> WHAT TO DO:
Condense the paragraph in the Calyx 2.0 thread below that begins "Time and again we've seen" into a short bulleted list that keeps its main facts.
***** GIVEN TEXT
Calyx 2.0: Static Everywhere #1334

rachitnigam · 2023-01-03T14:09:27Z

rachitnigam
Jan 3, 2023
Maintainer

Calyx's latency-insensitive abstraction is powerful---you can write programs without having to worry about the timing behavior of things and the compiler attempts to generate designs with good performance for you.

In the three years of its existence, we've mostly focused on the kinds of resource optimizations and language constructs that Calyx's abstractions enable. We've added the comb, invoke, ref, and @sync constructs to the language and explored optimizations like generalized sharing and unsharing explored along with traditional software-like optimizations such as constant propogation, inlining, and unrolling.

However, the work on Filament has opened my eyes to two fundamental limitations of the Calyx ecosystem as it exists today

Performant hardware almost invariably makes uses of latency-sensitive optimizations.
There is no way for Calyx to efficiently interface with the outside world.

Time and again we've seen that timing-based optimizations beat anything else Calyx's dynamic optimizations can do. This is because the clock is a powerful abstraction in synchronous hardware design because it makes things like synchronization "free". More importantly, however, the clock is always there---Calyx does not target any hardware that does not have a clock. This means not using the clock will always leave performance on the table.

Second, the clock is a necessary abstraction to interact with the outside world. Interface for hardware modules are often defined in terms of cycle-level behavior and not being able to explicitly talk about the clock in Calyx program means that we have no way to interface with such modules---we have to wrap to the Verilog in some latency-insensitive interface and use that. Furthermore, things like #1274 are much harder to do without a clock.

Given this, here is a proposed guiding principle for Calyx 2.0: Take compositional, latency-insensitive descriptions of computations and turn them into performant latency-sensitive designs.

Driving Frontend

Another thing that's been lacking with Calyx is a driving frontend---one that pushes the compiler and language design forward in order to support real state of the art accelerator design. Our existing frontends, while numerous, are not very competitive with existing HLS or research-grade accelerator design languages. Much like clang drove the design of LLVM, we need to go all in on a frontend that needs Calyx to generate good designs.
**********
***** EXTRACTED ENTRIES
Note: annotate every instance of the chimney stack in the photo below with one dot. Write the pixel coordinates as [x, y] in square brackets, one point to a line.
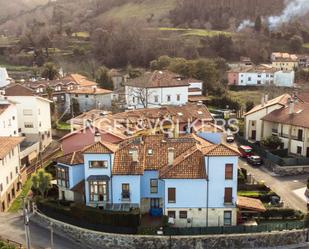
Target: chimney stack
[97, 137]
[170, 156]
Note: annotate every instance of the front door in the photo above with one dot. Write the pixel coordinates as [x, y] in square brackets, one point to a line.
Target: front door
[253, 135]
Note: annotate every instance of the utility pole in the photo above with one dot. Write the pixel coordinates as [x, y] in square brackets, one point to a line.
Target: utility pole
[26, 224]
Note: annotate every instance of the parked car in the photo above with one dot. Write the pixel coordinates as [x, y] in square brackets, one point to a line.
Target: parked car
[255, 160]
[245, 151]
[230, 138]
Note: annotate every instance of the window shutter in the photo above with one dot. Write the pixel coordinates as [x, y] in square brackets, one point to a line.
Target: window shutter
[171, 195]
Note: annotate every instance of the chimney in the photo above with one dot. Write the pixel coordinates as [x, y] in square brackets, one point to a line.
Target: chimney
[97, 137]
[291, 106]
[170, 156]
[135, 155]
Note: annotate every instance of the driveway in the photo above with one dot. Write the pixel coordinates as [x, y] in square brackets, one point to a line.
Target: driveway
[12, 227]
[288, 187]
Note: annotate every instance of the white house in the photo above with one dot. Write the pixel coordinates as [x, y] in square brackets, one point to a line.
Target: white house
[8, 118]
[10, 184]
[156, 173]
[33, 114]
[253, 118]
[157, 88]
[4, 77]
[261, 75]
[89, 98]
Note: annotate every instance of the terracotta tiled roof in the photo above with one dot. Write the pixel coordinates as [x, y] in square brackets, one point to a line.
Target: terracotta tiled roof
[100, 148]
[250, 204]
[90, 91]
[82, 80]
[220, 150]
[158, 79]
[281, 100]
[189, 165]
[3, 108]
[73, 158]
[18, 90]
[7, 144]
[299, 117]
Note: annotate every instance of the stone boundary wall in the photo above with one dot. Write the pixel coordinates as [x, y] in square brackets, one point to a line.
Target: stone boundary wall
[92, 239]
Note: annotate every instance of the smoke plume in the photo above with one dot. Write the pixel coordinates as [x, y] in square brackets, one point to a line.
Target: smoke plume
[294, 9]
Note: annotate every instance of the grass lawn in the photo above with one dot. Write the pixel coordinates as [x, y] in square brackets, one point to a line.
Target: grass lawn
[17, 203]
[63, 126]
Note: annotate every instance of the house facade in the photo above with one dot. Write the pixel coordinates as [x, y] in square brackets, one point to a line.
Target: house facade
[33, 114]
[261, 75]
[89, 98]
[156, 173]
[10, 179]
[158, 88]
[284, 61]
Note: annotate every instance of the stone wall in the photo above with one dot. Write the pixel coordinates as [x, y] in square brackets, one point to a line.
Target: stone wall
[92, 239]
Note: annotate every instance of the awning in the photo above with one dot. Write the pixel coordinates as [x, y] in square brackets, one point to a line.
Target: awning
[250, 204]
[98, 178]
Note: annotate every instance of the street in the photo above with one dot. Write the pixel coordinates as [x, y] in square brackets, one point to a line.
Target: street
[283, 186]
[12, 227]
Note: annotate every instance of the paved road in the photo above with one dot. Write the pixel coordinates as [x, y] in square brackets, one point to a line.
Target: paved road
**********
> REPLY:
- Timing-based optimizations have repeatedly beaten anything Calyx's dynamic optimizations can do.
- In synchronous hardware design the clock is a powerful abstraction because it makes things like synchronization "free."
- Calyx targets only hardware that has a clock, so not using the clock always leaves performance on the table.